__REQUEST__:
Print the records below exactly as they appear.

__RECORDS FOR THIS EXERCISE__:
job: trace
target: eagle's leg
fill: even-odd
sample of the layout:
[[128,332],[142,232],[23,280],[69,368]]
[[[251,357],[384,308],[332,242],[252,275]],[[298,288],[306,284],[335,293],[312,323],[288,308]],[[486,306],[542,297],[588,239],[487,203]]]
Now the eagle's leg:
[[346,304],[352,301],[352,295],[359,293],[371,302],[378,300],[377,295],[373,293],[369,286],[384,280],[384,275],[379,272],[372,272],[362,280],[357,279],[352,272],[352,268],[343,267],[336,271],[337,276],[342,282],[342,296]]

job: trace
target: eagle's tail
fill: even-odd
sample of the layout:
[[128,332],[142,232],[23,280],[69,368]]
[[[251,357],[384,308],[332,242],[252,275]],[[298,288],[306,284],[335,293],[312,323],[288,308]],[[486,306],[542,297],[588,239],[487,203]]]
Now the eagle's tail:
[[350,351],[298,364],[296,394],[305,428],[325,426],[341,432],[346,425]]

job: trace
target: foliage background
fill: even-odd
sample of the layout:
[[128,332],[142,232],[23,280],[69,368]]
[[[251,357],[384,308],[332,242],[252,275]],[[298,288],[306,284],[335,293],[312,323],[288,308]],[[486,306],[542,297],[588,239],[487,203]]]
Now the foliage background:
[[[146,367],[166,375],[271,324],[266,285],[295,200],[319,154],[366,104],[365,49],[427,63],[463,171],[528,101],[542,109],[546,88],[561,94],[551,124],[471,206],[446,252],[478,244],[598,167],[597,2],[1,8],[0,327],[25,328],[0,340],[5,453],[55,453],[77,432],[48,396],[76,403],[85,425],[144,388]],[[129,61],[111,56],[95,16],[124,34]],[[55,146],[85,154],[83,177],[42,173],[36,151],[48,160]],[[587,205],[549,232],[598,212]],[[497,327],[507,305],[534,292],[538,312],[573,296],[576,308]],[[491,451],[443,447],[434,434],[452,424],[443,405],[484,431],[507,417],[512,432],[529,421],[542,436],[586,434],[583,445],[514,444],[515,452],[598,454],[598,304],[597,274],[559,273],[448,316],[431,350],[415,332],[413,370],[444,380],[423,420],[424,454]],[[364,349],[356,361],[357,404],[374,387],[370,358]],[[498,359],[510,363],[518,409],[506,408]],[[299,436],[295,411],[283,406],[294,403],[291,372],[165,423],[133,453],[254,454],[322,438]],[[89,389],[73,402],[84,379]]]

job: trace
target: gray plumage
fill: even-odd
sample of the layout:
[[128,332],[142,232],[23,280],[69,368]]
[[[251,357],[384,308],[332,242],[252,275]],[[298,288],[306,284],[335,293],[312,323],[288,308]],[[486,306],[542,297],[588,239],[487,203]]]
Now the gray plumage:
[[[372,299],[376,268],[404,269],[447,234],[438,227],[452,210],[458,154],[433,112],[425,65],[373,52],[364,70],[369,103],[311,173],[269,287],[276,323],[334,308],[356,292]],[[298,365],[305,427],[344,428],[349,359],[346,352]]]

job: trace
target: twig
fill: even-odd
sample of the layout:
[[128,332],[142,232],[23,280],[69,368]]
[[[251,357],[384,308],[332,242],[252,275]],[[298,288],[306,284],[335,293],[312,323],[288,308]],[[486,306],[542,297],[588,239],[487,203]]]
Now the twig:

__WORKED ANSWER__:
job: trace
target: eagle's leg
fill: even-odd
sample of the layout:
[[128,332],[142,232],[23,280],[69,368]]
[[[251,357],[384,308],[332,242],[252,275]],[[298,288],[306,284],[335,293],[312,323],[288,308]],[[486,306],[542,297],[588,239],[487,203]]]
Now the eagle's leg:
[[346,304],[352,301],[352,295],[359,293],[371,302],[378,300],[377,295],[373,293],[369,286],[384,280],[384,275],[379,272],[372,272],[362,280],[357,279],[352,272],[352,268],[343,267],[336,271],[337,276],[342,282],[342,296]]

job: trace
target: eagle's tail
fill: even-odd
sample of the layout:
[[128,332],[142,232],[23,280],[69,368]]
[[[251,357],[384,308],[332,242],[252,275]],[[298,288],[306,284],[335,293],[312,323],[288,308]],[[486,306],[542,297],[588,239],[487,203]]]
Now the eagle's tail:
[[350,351],[298,364],[296,394],[305,428],[325,426],[341,432],[346,425]]

job: trace
target: foliage background
fill: even-odd
sample of the layout:
[[128,332],[142,232],[23,280],[69,368]]
[[[251,357],[384,308],[332,242],[252,275]],[[298,288],[306,284],[335,293],[312,323],[288,308]],[[486,306],[542,297],[588,239],[487,203]]]
Now the foliage background:
[[[146,367],[166,375],[271,324],[266,285],[295,200],[319,154],[366,104],[365,49],[427,63],[463,171],[528,101],[542,109],[546,88],[561,94],[551,124],[471,206],[446,252],[478,244],[598,167],[597,2],[1,8],[0,327],[25,328],[0,340],[5,453],[55,453],[77,432],[48,396],[76,403],[85,425],[144,388]],[[129,61],[111,56],[95,16],[124,34]],[[55,146],[85,154],[83,177],[42,173],[36,151],[48,160]],[[587,205],[549,232],[598,212]],[[497,327],[507,305],[534,292],[538,312],[573,296],[576,308]],[[491,451],[443,447],[434,434],[452,424],[443,405],[484,431],[507,417],[512,432],[529,421],[542,436],[586,434],[583,445],[514,444],[515,452],[598,454],[598,304],[597,274],[559,273],[448,316],[431,350],[415,332],[413,370],[444,380],[423,420],[424,454]],[[364,349],[356,361],[357,404],[374,387],[370,358]],[[498,359],[510,363],[518,409],[506,408]],[[299,436],[295,411],[283,406],[294,403],[291,372],[165,423],[133,453],[254,454],[322,438]],[[89,389],[73,402],[84,379]]]

job: trace
target: gray plumage
fill: even-odd
sample of the layout:
[[128,332],[142,232],[23,280],[69,368]]
[[[251,357],[384,308],[332,242],[252,275]],[[298,288],[306,284],[335,293],[312,323],[288,308]],[[486,306],[542,297],[588,239],[487,203]]]
Now the gray plumage:
[[[372,299],[376,268],[404,269],[447,234],[438,227],[452,210],[458,154],[433,112],[425,65],[373,52],[364,70],[369,103],[311,173],[269,287],[276,323],[334,308],[356,292]],[[298,365],[305,427],[344,428],[349,359],[346,352]]]

job: trace
target: twig
fill: even-odd
sample of the layout:
[[128,332],[142,232],[23,280],[69,368]]
[[[251,357],[384,308],[332,242],[252,275]],[[298,288],[306,284],[335,293],[312,323],[288,308]],[[486,306],[542,297],[588,239],[487,203]]]
Now the twig:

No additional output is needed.